> Task statement
Recast the data as a Markdown table with the columns Row and Data line, starting at the line containing "cone? Mark that spot." and ending at the last line of the data, both included. Leave out blank lines and the pictures.

___

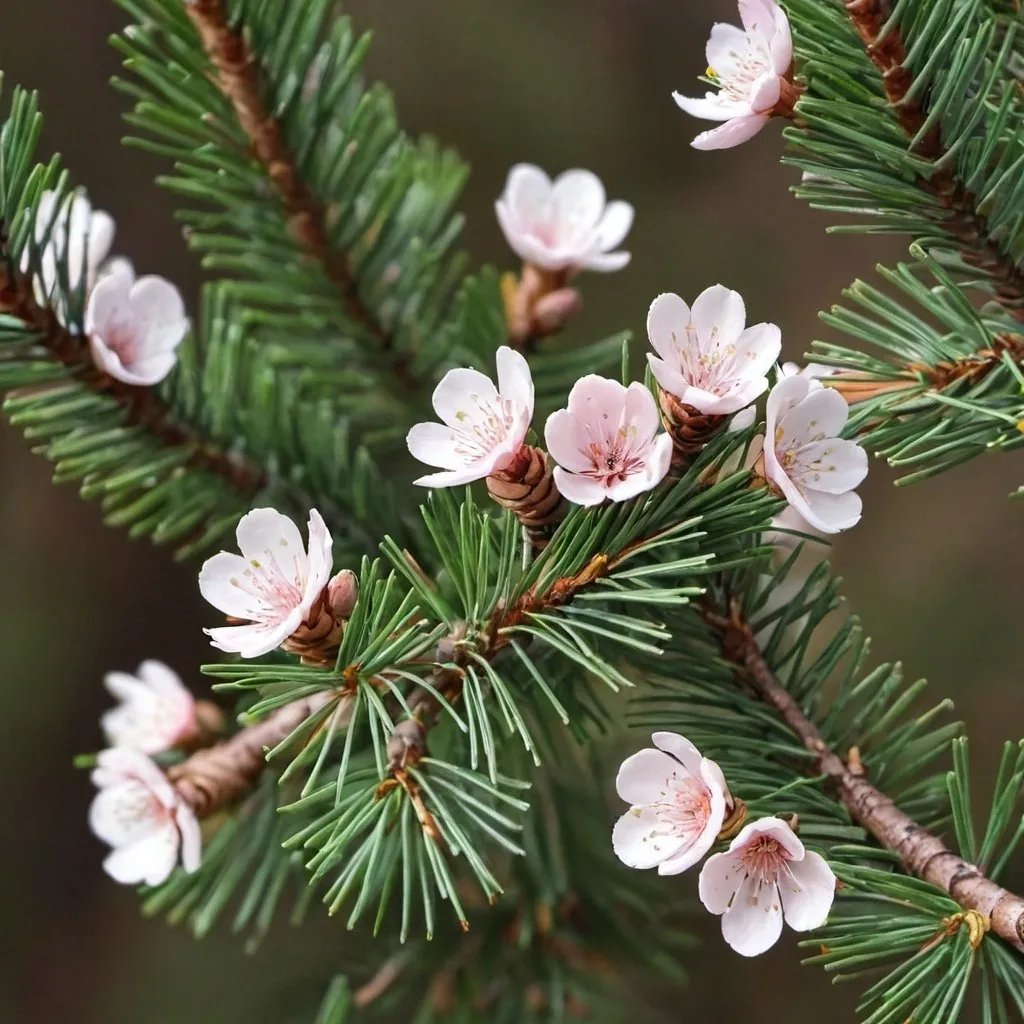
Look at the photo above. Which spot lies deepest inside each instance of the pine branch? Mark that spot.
(922, 853)
(238, 75)
(886, 48)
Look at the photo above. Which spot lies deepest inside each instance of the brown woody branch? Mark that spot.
(143, 407)
(965, 221)
(237, 74)
(922, 853)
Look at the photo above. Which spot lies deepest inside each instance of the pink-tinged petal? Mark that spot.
(267, 538)
(643, 777)
(720, 878)
(834, 465)
(579, 199)
(754, 922)
(460, 393)
(151, 860)
(667, 322)
(807, 892)
(434, 443)
(192, 838)
(567, 441)
(614, 224)
(732, 133)
(639, 840)
(515, 383)
(605, 262)
(718, 315)
(712, 107)
(830, 513)
(681, 749)
(822, 413)
(579, 489)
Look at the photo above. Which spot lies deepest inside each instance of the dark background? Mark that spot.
(934, 571)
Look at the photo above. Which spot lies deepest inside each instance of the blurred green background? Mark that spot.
(934, 571)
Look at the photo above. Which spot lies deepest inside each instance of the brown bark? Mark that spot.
(922, 853)
(237, 75)
(964, 221)
(142, 406)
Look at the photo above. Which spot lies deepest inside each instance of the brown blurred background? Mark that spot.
(934, 571)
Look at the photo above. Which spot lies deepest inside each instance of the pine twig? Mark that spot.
(142, 406)
(966, 222)
(922, 853)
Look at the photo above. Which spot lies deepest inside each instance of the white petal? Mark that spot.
(667, 321)
(754, 922)
(807, 893)
(643, 777)
(719, 315)
(639, 842)
(460, 393)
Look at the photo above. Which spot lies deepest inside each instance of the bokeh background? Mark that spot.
(934, 570)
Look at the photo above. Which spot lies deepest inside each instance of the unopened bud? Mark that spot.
(342, 592)
(555, 309)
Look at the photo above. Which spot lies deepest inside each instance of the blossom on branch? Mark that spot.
(274, 586)
(565, 225)
(482, 427)
(766, 876)
(135, 327)
(751, 67)
(806, 460)
(141, 815)
(679, 802)
(706, 357)
(156, 713)
(606, 441)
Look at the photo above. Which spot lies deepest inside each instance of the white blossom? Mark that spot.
(156, 713)
(805, 458)
(272, 586)
(141, 816)
(765, 876)
(749, 66)
(706, 356)
(679, 803)
(135, 327)
(482, 427)
(563, 225)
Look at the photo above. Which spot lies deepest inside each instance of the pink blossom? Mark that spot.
(749, 66)
(606, 441)
(706, 357)
(805, 458)
(565, 225)
(765, 876)
(482, 427)
(134, 327)
(140, 814)
(272, 585)
(679, 803)
(156, 713)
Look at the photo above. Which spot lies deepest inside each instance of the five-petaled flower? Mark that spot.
(139, 813)
(565, 225)
(135, 327)
(606, 441)
(273, 586)
(482, 427)
(765, 876)
(750, 68)
(679, 803)
(706, 357)
(156, 713)
(804, 457)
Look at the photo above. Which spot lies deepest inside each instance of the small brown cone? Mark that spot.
(526, 487)
(689, 429)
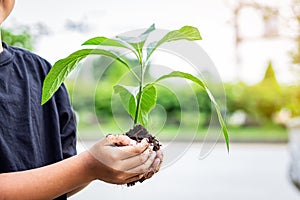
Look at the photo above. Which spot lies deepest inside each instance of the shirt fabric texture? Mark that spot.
(32, 135)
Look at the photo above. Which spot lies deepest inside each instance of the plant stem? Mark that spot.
(139, 96)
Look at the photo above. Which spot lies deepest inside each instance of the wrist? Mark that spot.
(89, 166)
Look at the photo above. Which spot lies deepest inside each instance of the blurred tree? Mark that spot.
(23, 39)
(295, 21)
(260, 101)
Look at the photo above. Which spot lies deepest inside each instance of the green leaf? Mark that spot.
(179, 74)
(138, 42)
(148, 102)
(185, 33)
(104, 41)
(127, 98)
(201, 83)
(62, 68)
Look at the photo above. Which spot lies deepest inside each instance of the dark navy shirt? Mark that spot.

___

> Response to this task
| Row | Data line |
|---|---|
| 1 | Look at the photo above. Which spot lies deepest inside each instance of the small brown cone? Mark that spot. |
| 2 | (526, 487) |
| 3 | (689, 429) |
| 4 | Look at the photo above. Which spot lies deepest inside each instance of the shirt fabric texture? Mark that spot. |
| 5 | (32, 135) |
| 6 | Look at the photo above. Which spot lies deepest inside each instance of the plant stem? Mark that spot. |
| 7 | (139, 96) |
| 8 | Look at the photo above. Which spot lies deepest inside each instance of the wrist? Mark that spot. |
| 9 | (89, 166) |
| 10 | Look at the photo above. Which spot lies deepest inside each instance of the blurred tree? Mark that spot. |
| 11 | (23, 39) |
| 12 | (295, 21) |
| 13 | (260, 101) |
| 14 | Look at the photo above. Which spot lies deepest inside each instance of the green leaf? Mark that spot. |
| 15 | (179, 74) |
| 16 | (138, 42) |
| 17 | (148, 102) |
| 18 | (185, 33) |
| 19 | (104, 41) |
| 20 | (127, 98) |
| 21 | (201, 83) |
| 22 | (62, 68) |
| 23 | Look at the photo above. Which spot lies deepest inside each instance of the dark navy shirt? Mark that spot. |